**Direction 1:** Reproduce the entries below starting at the line containing "Exercise. Point out each instance of the white cloud" and ending at the last entry, instructions included. Adjust every coordinate in the answers by -47.

Emergent Self-Similar Quantum Revivals in Spiral Drives
Published 3 Jun 2026 in quant-ph, cond-mat.stat-mech, and cond-mat.str-el | (2606.05288v1)
Abstract: We uncover a distinct form of nonequilibrium temporal order: self-similar quantum revivals in a many-body system driven by quasiperiodic spiral kicks, where the system recurrently returns close to its initial state at a hierarchically nested sequence of times. We demonstrate that both the fidelity and entanglement entropy exhibit this self-similar temporal structure. It originates from an emergent dynamical attractor, which we identify, such that all momentum modes eventually fall into the same closed orbits at self-similar times. We analytically justify this behavior and show that, for special momentum modes, this attractor arises as a consequence of a generalized spin echo process, and more generally we prove its existence using quasiperiodic SU(2) cocycles. Interestingly, the dynamics between consecutive revivals supports either volume- or area-law entanglement scaling, tunable via the driving parameters. In the presence of integrability-breaking perturbations, the system eventually heats up, but a long-lived prethermal regime with algebraically tunable lifetime occurs before heating sets in. Our results establish self-similar quantum revivals as a new paradigm for nonequilibrium quantum matter and provide a realistic route for its observation in current quantum simulators.

**Direction 2:** According to the abstract, what happens to the system in the presence of integrability-breaking perturbations?

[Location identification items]
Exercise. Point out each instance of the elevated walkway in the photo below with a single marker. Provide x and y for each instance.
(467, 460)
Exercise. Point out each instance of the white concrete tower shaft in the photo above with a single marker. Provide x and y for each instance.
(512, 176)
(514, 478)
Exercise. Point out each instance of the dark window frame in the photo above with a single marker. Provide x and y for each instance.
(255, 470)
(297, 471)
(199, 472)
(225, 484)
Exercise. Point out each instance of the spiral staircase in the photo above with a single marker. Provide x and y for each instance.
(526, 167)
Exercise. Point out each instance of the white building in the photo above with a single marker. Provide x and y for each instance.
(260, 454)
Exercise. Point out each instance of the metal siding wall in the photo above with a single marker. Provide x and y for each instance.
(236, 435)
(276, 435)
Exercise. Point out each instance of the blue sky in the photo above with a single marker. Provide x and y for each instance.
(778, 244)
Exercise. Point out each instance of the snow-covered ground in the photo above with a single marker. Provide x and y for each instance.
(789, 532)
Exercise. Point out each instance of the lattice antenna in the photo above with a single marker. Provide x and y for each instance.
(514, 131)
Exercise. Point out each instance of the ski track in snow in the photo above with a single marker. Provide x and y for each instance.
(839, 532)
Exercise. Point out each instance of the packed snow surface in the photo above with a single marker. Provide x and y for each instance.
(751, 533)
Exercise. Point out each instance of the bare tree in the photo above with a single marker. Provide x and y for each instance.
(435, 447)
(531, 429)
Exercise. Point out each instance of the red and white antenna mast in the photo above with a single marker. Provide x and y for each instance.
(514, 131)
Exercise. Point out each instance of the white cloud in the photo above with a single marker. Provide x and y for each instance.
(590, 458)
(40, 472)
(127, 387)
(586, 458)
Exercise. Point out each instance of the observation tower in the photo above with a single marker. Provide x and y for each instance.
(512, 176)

**Full answer 1:**
Exercise. Point out each instance of the white cloud in the photo above with a single marker. Provide x and y for each instance.
(543, 411)
(-7, 425)
(80, 340)
(539, 411)
Exercise. Point out each instance of the observation tower in the photo above with a single marker. Provide x and y for each instance.
(465, 129)

**Full answer 2:** The system eventually heats up, but a long-lived prethermal regime with algebraically tunable lifetime occurs before heating sets in.